You can, after the geometry optimisation, submit a PDOS calculation
<pre>
qsub USPP.001_G_D2H2O_LDOS.lsf12
</pre>
When finished, it will create a directory in PDOS/USPP.001_G_D2H2O_LDOS containing all the projected DOS and the total DOS (USPP.001_G_D2H2O.pdos_tot) in text format. You can used your favourite program to plot the DOS.
Löwdin charges will be in USPP.001_G_D2H2O_LDOS.out.charge and polarization will be in USPP.001_G_D2H2O_LDOS.out.polarization

Standard environ water solvent input
<pre>
 &ENVIRON
   !
   verbose = 0
   environ_thr = 1.d-1
   environ_type = 'water'
   tolrhopol = 1.d-11
   mixrhopol = 0.6
 /
</pre>

'''Bader Charge procedure:'''
 pw.x <math>\rightarrow</math> pp.x <math>\rightarrow</math> bader
NB: You MUST use PAW pseudopotential to compute Bader charges in QE.

*COMPLETE THE FOLLOWING*:
a: Answer these questions from the notes on PDOS and Bader charge calculations:
(i) Which file contains the total DOS?
(ii) What value is given for mixrhopol in the standard water solvent input?
(iii) Which type of pseudopotential is required for computing Bader charges?
b: Extend the notes on PDOS and Bader charge calculations, picking up after their final sentence.
You can complete the work without these lines.

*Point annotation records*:

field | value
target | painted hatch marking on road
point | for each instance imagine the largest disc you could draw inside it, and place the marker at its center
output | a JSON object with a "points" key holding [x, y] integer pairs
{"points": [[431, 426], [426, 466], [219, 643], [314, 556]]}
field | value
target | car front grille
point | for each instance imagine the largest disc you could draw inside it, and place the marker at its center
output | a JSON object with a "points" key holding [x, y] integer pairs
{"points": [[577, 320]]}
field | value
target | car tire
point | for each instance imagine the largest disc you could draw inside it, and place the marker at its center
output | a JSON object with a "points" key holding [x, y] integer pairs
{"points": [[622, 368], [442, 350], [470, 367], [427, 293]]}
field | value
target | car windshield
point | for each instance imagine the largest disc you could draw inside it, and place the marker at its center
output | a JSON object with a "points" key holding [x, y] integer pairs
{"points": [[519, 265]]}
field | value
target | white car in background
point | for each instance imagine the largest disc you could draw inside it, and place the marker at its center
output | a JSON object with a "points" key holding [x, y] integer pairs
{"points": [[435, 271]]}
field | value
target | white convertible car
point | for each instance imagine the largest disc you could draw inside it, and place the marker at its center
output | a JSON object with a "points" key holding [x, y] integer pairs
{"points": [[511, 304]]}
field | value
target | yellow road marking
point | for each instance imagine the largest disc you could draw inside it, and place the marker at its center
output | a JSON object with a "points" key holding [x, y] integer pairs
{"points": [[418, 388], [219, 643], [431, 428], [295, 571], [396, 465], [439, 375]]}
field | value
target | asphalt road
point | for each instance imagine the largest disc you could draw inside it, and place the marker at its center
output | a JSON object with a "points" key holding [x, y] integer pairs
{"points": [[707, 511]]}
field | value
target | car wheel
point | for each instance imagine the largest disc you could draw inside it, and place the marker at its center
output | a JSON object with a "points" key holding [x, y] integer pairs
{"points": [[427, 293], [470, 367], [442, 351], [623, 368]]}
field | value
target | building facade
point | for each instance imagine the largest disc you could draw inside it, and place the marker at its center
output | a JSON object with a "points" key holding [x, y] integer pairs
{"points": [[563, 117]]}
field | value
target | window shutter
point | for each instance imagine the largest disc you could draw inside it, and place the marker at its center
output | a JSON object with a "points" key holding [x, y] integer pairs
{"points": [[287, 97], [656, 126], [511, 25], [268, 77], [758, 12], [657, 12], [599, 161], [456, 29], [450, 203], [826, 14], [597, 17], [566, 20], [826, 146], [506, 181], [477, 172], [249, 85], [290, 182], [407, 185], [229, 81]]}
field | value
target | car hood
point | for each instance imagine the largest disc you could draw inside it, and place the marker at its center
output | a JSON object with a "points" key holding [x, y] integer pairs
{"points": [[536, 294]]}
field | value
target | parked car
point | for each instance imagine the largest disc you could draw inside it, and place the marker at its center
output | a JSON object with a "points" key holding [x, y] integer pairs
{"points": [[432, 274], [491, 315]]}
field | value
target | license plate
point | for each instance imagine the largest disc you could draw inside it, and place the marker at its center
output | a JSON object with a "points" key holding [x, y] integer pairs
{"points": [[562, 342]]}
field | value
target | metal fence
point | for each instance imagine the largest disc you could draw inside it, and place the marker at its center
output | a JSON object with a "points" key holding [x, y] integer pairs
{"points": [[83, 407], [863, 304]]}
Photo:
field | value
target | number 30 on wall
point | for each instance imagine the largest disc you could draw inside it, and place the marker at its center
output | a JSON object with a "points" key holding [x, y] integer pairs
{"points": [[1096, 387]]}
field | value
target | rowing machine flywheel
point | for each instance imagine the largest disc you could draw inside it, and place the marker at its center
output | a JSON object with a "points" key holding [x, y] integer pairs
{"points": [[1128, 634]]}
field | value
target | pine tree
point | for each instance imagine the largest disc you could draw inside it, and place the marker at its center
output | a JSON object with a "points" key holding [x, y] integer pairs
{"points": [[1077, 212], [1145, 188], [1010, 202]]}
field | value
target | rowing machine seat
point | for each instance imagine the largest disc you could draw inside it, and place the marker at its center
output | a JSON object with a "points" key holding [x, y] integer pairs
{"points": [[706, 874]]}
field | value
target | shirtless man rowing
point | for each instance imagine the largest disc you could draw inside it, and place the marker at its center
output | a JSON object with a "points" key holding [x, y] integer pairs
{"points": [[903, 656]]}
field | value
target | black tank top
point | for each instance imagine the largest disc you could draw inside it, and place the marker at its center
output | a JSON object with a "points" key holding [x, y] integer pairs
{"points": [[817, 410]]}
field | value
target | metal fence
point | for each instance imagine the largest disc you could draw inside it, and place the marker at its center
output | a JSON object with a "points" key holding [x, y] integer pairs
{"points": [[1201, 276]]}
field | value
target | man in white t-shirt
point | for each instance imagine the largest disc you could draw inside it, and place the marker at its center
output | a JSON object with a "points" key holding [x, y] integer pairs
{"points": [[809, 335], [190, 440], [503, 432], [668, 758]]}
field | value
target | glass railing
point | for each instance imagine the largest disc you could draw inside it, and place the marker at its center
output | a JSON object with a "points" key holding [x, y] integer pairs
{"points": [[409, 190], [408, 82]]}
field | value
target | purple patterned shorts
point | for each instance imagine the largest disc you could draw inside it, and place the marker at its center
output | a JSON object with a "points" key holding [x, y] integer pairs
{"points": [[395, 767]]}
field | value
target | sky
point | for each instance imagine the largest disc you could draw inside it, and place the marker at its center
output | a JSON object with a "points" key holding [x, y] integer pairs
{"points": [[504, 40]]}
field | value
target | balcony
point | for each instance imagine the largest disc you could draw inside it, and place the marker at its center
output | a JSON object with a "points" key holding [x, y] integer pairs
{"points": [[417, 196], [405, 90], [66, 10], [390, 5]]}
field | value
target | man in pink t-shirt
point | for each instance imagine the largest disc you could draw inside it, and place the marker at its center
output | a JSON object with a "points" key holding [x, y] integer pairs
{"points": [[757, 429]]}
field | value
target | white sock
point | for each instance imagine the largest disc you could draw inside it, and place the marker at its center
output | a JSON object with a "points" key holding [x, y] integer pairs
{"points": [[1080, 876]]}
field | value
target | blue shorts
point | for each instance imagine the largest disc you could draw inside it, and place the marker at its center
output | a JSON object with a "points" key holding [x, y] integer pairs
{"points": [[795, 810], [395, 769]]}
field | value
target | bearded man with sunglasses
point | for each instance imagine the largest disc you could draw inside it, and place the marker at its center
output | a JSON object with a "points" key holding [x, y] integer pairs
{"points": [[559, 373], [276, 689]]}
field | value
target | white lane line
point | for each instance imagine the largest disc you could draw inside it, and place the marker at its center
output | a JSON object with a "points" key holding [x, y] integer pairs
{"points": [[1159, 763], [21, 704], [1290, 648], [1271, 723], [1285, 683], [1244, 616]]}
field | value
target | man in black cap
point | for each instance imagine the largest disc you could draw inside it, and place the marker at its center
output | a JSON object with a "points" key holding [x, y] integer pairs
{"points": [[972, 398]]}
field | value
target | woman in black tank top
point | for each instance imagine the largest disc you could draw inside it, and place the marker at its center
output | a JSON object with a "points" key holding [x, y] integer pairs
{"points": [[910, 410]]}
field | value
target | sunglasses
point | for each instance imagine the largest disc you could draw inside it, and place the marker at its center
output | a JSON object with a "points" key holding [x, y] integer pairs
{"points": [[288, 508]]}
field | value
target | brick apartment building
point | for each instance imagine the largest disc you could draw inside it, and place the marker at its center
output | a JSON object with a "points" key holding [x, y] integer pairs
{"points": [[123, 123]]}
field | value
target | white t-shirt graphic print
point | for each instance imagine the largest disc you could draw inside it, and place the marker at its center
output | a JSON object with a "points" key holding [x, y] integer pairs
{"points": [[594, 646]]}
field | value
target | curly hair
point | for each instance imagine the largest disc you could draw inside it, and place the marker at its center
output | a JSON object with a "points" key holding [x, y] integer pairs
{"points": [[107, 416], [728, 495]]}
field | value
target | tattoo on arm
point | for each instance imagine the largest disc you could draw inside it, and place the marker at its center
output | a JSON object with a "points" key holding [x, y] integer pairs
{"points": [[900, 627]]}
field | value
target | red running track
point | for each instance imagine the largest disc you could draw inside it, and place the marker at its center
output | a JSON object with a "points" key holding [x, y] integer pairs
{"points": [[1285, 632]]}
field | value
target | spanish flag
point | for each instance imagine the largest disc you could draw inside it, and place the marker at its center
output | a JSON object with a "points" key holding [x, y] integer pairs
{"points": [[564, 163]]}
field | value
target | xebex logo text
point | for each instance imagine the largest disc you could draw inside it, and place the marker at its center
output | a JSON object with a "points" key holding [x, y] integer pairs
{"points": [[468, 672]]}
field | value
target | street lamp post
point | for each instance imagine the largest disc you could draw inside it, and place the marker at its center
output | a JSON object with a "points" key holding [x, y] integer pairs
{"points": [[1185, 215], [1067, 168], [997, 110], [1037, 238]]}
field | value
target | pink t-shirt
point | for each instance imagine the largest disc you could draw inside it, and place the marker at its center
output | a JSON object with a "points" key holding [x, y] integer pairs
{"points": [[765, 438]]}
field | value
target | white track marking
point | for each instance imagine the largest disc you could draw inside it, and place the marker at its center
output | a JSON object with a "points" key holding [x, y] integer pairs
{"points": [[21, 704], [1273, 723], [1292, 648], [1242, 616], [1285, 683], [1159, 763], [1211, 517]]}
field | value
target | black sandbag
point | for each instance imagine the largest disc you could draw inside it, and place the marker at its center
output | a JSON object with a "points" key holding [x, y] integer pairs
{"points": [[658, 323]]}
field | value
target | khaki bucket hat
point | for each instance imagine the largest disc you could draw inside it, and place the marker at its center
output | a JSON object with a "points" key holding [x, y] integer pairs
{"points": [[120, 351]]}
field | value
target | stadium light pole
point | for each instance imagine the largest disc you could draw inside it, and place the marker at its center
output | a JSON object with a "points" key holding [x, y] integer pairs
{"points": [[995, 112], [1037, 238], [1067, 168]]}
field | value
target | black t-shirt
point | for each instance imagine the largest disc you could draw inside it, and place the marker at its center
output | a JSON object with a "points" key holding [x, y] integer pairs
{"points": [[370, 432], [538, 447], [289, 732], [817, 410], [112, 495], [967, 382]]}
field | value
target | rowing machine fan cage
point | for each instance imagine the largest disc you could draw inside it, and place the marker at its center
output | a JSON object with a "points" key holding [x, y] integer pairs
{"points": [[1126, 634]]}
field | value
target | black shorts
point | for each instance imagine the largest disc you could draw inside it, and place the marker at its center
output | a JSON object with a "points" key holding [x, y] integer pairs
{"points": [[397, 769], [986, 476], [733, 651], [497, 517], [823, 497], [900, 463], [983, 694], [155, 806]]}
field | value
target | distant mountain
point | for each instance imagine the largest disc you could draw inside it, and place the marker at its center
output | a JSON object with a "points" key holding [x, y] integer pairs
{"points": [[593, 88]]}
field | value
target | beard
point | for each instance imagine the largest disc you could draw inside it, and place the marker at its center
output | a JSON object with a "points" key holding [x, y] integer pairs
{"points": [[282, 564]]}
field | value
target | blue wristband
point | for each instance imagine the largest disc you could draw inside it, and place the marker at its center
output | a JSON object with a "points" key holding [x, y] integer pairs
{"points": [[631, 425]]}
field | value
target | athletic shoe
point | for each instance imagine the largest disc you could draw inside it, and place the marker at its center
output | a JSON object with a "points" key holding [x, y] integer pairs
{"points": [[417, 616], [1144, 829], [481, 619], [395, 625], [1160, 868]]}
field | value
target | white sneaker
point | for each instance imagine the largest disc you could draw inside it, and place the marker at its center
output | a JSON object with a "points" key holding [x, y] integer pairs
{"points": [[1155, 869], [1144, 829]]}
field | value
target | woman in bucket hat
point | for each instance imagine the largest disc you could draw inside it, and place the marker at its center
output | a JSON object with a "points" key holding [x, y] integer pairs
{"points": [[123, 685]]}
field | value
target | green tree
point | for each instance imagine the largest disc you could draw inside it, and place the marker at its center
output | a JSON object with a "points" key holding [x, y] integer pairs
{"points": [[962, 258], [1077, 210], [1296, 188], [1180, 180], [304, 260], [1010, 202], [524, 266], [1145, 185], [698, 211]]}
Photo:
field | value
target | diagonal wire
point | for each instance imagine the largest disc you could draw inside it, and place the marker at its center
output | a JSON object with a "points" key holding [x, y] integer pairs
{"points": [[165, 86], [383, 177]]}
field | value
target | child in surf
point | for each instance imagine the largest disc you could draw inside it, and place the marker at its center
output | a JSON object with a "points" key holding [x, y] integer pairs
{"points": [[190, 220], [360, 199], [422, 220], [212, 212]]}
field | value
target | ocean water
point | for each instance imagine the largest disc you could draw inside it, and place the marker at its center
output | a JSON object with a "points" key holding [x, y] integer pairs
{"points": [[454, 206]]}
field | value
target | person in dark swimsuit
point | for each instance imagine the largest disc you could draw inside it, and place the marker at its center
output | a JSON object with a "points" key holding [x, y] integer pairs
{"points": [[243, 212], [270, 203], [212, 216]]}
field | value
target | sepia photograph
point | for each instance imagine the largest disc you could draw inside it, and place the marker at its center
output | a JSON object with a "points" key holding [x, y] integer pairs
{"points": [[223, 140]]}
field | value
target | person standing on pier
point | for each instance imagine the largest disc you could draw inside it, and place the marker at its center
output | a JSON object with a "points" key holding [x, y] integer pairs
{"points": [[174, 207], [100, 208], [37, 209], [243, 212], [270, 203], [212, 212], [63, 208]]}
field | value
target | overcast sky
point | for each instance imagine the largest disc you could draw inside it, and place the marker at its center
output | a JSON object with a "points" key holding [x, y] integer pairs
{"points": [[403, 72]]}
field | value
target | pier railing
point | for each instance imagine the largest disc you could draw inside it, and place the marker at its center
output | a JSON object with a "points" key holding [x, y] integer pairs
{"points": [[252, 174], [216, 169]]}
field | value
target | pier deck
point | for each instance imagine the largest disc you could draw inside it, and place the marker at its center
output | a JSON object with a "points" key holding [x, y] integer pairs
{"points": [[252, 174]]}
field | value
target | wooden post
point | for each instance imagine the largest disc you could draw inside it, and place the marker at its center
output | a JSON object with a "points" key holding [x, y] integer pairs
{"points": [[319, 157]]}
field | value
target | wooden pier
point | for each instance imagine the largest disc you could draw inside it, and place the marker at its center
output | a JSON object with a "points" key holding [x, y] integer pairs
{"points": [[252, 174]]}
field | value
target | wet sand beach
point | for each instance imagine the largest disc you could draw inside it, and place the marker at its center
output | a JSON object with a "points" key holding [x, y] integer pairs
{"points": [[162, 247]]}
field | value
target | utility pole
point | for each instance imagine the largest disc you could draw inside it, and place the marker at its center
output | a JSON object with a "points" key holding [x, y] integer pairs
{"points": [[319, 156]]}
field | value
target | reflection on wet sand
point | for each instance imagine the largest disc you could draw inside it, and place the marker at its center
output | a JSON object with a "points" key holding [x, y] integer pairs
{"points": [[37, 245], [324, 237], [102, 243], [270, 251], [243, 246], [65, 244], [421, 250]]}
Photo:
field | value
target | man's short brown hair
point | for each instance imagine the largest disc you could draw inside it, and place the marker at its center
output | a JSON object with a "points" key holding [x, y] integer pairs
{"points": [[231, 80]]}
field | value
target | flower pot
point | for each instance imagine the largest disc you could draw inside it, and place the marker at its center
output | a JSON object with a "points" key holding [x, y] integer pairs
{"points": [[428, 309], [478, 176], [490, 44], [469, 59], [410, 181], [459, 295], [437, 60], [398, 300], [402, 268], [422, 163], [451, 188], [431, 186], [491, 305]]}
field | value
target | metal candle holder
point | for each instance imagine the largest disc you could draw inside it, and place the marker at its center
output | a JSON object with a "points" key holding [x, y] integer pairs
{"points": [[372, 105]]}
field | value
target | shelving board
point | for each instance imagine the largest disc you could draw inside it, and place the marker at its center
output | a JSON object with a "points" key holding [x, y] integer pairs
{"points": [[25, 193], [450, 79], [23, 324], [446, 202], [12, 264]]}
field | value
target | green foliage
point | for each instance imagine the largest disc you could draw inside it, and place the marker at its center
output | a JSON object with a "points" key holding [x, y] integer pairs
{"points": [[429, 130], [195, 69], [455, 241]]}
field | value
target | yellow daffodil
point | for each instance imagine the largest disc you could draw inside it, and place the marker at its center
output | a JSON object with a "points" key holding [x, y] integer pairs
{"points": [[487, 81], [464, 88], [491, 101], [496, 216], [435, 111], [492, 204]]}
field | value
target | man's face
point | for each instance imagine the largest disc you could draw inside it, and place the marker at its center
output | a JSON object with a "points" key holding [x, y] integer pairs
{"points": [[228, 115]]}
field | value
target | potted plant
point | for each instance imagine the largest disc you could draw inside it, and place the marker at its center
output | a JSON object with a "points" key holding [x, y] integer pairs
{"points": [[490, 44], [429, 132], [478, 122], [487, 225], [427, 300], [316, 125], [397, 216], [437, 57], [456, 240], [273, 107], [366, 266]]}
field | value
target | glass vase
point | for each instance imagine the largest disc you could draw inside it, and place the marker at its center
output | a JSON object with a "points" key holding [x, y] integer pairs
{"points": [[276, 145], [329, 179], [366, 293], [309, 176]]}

*ANSWERS PER TASK*:
a:
(i) USPP.001_G_D2H2O.pdos_tot
(ii) 0.6
(iii) PAW

b:
Step1: After a scf calculation you need to run
pp.x < INPUT > OUTPUT
<pre>
&INPUTPP
prefix = 'prefix' ,
filplot = 'prefix' ,
plot_num = 17,
/
&PLOT nfile = 1 ,
weight(1) = 1.0,
fileout = 'prefix.charge.cube' ,
iflag = 3 ,
output_format = 6 ,
/
</pre>
This will create a .cube file that can be read by the program bader (not included in QE). 	

Step2:
After step1, execute 
<pre>
bader -v file.charge.cube
</pre>
This will creates 3 files ACF.dat, AVF.dat, BCF.dat. 

ACF.dat contains the coordinates of each atom, the charge associated with it according to Bader partitioning, percentage of the whole according to Bader partitioning and the minimum distance to the surface. 

BCF.dat contains Bader maxima

AVF.dat  contains Bader volumes
 
For practical reasons, it is highly recommended to rename these files before scripting large data set.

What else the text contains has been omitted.